Geist: Game farming is utterly incompatible with the maintenance of free-roaming wildlife on this continent, standing in direct opposition to all four basic tenets of the North American Model of Wildlife Conservation and democratic hunting: (1) Wildlife "ownership" must be held exclusively in the public domain. The corollary is that wildlife must never become private property. (2) In order to save North American wildlife from extinction, we long ago outlawed market hunting and commercial trafficking in dead wildlife. But game farming depends utterly on developing a huge and growing legal market in dead wildlife, throwing the doors open to illegal marketing of wild animals as well. (3) The allocation of the public wildlife resource among private citizens must be regulated by due process of law. It's the American way. It's a way that works for all. And what does game farming give us? Wildlife allocation by financial privilege. Canned hunts make a mockery of ethical democratic hunting. (4) Fair chase! Neither the U.S. nor Canada allows the frivolous killing of wildlife. But what restraints against frivolous killing exist in the private sector? None. A canned shooter may buy as many animals as he or she wants and kill them for whatever reason, in whatever fashion, no matter how frivolous, immoral and disgusting.

### LISTING:
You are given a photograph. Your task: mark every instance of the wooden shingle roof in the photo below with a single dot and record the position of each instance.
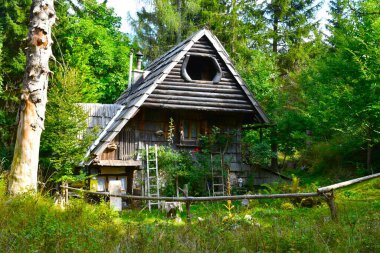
(135, 96)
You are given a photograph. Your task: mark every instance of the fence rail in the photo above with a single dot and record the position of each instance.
(327, 192)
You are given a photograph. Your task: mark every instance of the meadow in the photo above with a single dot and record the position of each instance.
(33, 223)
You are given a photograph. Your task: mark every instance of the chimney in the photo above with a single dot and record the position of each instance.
(138, 72)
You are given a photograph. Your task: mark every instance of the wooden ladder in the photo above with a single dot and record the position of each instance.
(152, 179)
(218, 187)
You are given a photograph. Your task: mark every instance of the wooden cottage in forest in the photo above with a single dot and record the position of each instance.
(196, 85)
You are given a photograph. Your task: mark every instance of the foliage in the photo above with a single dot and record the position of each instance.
(184, 166)
(34, 223)
(65, 140)
(88, 40)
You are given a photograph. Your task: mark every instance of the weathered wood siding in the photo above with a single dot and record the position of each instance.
(177, 93)
(151, 126)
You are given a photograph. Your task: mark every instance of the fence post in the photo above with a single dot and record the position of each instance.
(188, 214)
(330, 201)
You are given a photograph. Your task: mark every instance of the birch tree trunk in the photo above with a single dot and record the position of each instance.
(31, 116)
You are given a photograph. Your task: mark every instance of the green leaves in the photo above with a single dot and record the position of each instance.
(65, 140)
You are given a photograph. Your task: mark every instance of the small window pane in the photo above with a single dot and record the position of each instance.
(194, 130)
(186, 129)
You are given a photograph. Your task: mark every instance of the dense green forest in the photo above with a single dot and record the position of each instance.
(318, 85)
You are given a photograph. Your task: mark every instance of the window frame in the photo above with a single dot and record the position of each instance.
(186, 76)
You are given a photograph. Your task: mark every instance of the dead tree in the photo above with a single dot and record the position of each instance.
(31, 115)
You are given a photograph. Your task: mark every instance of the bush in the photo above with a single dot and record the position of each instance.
(32, 223)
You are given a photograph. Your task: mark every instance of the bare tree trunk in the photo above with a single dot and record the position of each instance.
(23, 176)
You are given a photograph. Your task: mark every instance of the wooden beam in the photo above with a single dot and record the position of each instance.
(119, 163)
(198, 94)
(199, 108)
(347, 183)
(200, 99)
(205, 102)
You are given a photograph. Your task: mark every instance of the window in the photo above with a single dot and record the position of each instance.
(199, 67)
(189, 132)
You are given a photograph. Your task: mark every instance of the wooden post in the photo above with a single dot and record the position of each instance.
(330, 201)
(188, 214)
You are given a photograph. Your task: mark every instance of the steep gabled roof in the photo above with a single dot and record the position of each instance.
(99, 115)
(134, 97)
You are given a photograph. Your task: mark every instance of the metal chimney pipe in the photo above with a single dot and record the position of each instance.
(130, 68)
(139, 56)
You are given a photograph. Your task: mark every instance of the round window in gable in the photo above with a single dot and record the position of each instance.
(201, 68)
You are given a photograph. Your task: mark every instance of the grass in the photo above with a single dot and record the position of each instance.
(34, 224)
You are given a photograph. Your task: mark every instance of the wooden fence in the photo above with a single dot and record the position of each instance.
(327, 192)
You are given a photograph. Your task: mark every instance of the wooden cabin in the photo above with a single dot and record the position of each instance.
(196, 85)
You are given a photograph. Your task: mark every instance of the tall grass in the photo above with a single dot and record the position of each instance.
(34, 224)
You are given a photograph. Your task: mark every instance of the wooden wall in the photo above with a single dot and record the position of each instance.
(151, 126)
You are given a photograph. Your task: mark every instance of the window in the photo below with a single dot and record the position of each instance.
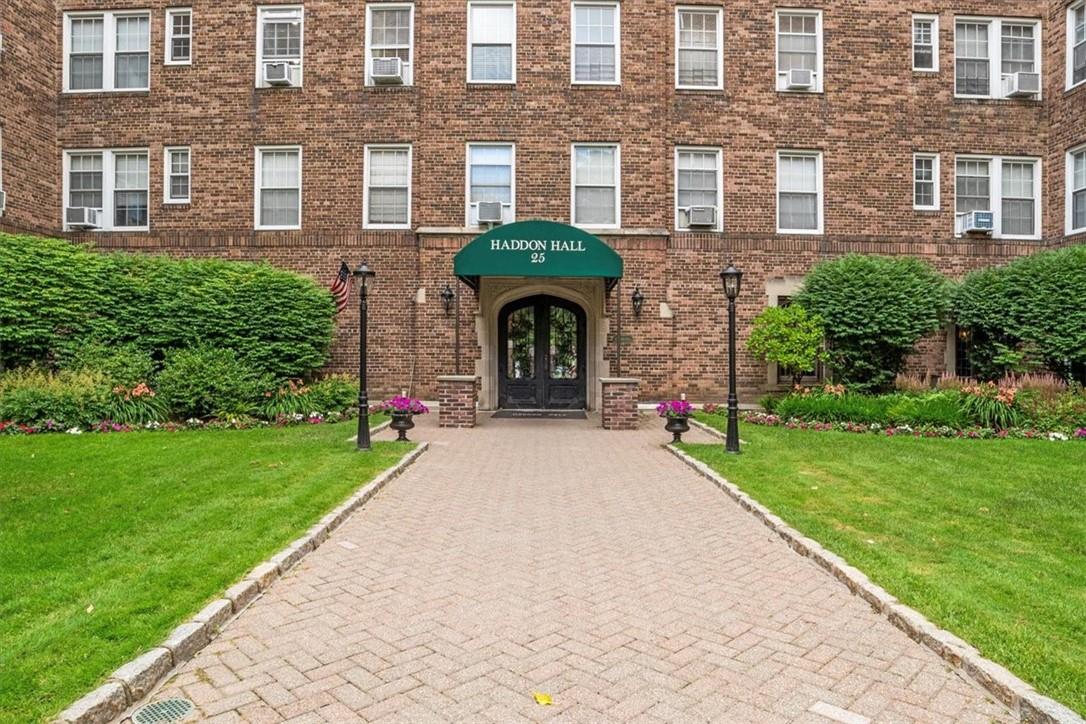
(989, 51)
(490, 178)
(1009, 188)
(697, 183)
(699, 58)
(1076, 190)
(106, 51)
(278, 188)
(925, 43)
(1076, 43)
(280, 38)
(114, 182)
(492, 42)
(596, 190)
(799, 192)
(178, 175)
(595, 42)
(179, 36)
(390, 33)
(387, 199)
(925, 181)
(799, 48)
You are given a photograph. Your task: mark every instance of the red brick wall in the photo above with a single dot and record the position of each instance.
(873, 115)
(28, 115)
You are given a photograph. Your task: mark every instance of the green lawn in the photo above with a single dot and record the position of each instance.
(108, 542)
(985, 537)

### WHAT YOU NEED TO DO:
According to the text on game farming, what was outlawed long ago to save North American wildlife from extinction?

### SOLUTION TO THE PROBLEM:
Market hunting and commercial trafficking in dead wildlife were outlawed.